-- GIVEN REQUEST --
Revise the entries from the beginning through the line containing "168), (252, 172)]]", inclusive, by changing "chrome front bumper" to "chrome rear bumper". Return only those lines, with nothing else altered.

-- Contour labeling entries --
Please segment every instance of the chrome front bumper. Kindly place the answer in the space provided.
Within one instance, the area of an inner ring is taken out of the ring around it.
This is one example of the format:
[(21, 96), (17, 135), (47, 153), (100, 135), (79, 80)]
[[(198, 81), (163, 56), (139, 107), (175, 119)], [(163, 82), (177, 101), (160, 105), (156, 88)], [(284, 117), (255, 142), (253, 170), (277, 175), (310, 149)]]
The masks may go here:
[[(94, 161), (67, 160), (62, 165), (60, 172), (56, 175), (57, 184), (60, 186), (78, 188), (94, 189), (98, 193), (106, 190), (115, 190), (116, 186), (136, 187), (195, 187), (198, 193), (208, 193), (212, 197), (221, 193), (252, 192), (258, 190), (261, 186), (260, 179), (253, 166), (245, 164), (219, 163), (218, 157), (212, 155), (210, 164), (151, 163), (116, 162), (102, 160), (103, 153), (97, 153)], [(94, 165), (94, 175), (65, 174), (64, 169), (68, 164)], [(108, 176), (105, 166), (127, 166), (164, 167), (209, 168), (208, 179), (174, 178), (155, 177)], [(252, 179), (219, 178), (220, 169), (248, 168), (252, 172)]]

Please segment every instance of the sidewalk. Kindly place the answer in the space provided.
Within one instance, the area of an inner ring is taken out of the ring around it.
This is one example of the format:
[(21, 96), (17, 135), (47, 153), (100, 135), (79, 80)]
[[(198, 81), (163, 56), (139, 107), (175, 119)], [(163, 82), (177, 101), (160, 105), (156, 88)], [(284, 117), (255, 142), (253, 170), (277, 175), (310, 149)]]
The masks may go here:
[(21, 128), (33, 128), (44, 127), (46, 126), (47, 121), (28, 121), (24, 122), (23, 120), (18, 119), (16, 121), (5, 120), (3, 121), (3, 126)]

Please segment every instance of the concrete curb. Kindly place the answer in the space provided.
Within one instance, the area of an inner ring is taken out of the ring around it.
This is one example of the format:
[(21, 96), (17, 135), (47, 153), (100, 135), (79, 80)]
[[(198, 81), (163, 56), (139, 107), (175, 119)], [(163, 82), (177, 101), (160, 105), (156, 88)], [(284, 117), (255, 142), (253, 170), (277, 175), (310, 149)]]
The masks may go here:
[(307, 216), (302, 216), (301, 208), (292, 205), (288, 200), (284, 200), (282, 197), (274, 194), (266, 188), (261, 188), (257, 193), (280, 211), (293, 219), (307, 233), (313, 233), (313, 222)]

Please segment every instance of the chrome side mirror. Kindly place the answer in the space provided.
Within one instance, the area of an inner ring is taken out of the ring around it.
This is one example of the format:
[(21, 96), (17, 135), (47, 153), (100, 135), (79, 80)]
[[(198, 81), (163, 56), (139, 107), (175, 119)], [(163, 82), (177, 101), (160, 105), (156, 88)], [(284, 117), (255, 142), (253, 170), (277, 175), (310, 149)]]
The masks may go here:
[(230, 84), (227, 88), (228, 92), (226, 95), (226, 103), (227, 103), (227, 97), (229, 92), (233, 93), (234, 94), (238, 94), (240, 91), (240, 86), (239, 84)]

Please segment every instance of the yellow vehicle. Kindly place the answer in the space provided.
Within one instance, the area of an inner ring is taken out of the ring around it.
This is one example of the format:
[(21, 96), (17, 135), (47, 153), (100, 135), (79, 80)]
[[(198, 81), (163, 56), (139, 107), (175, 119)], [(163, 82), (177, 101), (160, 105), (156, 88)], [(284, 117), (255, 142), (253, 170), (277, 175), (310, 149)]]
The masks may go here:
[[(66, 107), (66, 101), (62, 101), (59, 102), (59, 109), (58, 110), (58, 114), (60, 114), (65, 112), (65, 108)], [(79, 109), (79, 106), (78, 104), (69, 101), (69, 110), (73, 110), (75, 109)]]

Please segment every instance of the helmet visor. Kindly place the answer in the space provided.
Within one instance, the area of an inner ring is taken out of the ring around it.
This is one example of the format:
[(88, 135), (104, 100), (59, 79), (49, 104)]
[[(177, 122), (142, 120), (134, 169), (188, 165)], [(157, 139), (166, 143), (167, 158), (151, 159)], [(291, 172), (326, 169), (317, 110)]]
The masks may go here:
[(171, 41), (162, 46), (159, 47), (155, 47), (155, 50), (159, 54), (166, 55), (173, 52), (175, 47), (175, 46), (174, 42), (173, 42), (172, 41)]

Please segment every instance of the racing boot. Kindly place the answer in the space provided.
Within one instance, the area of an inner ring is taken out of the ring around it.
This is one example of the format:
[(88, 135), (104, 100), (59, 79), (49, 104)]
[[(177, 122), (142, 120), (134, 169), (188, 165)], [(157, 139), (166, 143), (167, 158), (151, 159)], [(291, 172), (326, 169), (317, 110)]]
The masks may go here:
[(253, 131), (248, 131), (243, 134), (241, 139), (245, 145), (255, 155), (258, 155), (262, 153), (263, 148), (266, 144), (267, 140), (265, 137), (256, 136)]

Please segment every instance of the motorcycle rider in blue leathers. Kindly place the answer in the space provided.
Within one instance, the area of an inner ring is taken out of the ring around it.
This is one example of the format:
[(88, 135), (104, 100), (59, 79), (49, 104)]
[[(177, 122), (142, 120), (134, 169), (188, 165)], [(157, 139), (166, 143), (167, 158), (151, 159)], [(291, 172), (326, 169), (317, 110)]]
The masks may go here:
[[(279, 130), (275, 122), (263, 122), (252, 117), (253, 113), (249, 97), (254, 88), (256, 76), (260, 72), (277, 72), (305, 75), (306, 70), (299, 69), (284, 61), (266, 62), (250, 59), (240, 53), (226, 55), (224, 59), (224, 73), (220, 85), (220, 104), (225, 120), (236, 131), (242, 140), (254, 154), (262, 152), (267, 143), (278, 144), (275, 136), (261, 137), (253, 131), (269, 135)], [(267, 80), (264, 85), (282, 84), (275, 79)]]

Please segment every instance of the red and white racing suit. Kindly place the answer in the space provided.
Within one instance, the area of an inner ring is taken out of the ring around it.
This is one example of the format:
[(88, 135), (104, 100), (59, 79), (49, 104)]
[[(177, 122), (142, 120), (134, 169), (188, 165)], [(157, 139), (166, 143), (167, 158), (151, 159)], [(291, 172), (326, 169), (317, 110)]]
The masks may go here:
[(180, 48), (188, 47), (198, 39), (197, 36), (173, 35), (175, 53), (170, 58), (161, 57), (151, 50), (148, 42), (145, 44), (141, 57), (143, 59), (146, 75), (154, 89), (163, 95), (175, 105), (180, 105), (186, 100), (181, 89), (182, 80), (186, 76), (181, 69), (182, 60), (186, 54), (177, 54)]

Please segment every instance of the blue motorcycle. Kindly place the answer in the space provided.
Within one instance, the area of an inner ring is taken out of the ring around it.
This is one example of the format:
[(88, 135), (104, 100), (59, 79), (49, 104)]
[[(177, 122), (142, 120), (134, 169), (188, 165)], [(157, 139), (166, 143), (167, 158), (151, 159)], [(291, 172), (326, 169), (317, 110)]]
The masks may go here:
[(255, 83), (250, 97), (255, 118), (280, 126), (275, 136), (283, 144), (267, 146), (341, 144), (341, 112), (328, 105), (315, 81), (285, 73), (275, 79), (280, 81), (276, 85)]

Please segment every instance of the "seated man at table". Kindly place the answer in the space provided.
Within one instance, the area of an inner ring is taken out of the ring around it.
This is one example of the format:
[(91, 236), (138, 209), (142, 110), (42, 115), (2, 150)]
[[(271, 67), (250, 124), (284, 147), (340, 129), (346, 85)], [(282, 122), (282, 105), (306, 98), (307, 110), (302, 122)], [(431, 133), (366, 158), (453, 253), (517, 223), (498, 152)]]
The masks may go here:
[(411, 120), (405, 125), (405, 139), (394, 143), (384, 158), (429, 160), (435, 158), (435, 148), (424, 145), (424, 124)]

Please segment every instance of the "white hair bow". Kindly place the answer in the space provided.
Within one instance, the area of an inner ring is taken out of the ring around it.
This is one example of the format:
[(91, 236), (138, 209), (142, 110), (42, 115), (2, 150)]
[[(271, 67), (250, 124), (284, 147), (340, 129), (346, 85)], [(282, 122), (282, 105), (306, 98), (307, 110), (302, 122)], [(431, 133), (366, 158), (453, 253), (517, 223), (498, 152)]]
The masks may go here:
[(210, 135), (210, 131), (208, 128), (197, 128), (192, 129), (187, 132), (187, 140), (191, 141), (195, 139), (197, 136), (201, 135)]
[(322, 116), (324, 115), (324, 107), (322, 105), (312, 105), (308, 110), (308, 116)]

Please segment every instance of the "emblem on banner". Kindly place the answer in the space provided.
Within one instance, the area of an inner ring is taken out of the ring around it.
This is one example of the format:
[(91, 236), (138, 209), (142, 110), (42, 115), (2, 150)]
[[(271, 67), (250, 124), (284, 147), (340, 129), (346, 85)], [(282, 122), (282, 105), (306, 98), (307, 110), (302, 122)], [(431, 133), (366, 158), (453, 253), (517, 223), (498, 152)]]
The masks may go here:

-- EXERCISE OUTPUT --
Please segment every instance of the chrome rear bumper. Kindly place the answer in the space provided.
Within one instance, the area of an inner ring is taken out of the ring around it.
This is one example of the format:
[(21, 96), (17, 135), (47, 153), (100, 135), (79, 80)]
[[(198, 81), (163, 56), (139, 107), (175, 119)], [(163, 82), (177, 101), (160, 105), (156, 88)], [(284, 117), (255, 142), (253, 170), (277, 175), (310, 149)]]
The masks may go here:
[[(94, 161), (67, 160), (62, 165), (60, 172), (56, 175), (57, 184), (60, 186), (78, 188), (94, 189), (98, 193), (106, 190), (115, 190), (116, 186), (136, 187), (195, 187), (198, 193), (208, 193), (212, 197), (221, 193), (252, 192), (258, 190), (261, 186), (260, 179), (253, 166), (245, 164), (219, 163), (218, 157), (212, 155), (210, 164), (151, 163), (116, 162), (102, 160), (103, 153), (97, 153)], [(94, 165), (94, 175), (65, 174), (64, 169), (68, 164)], [(108, 176), (105, 166), (127, 166), (164, 167), (209, 168), (208, 179), (174, 178), (155, 177)], [(252, 179), (219, 178), (220, 169), (248, 168), (252, 172)]]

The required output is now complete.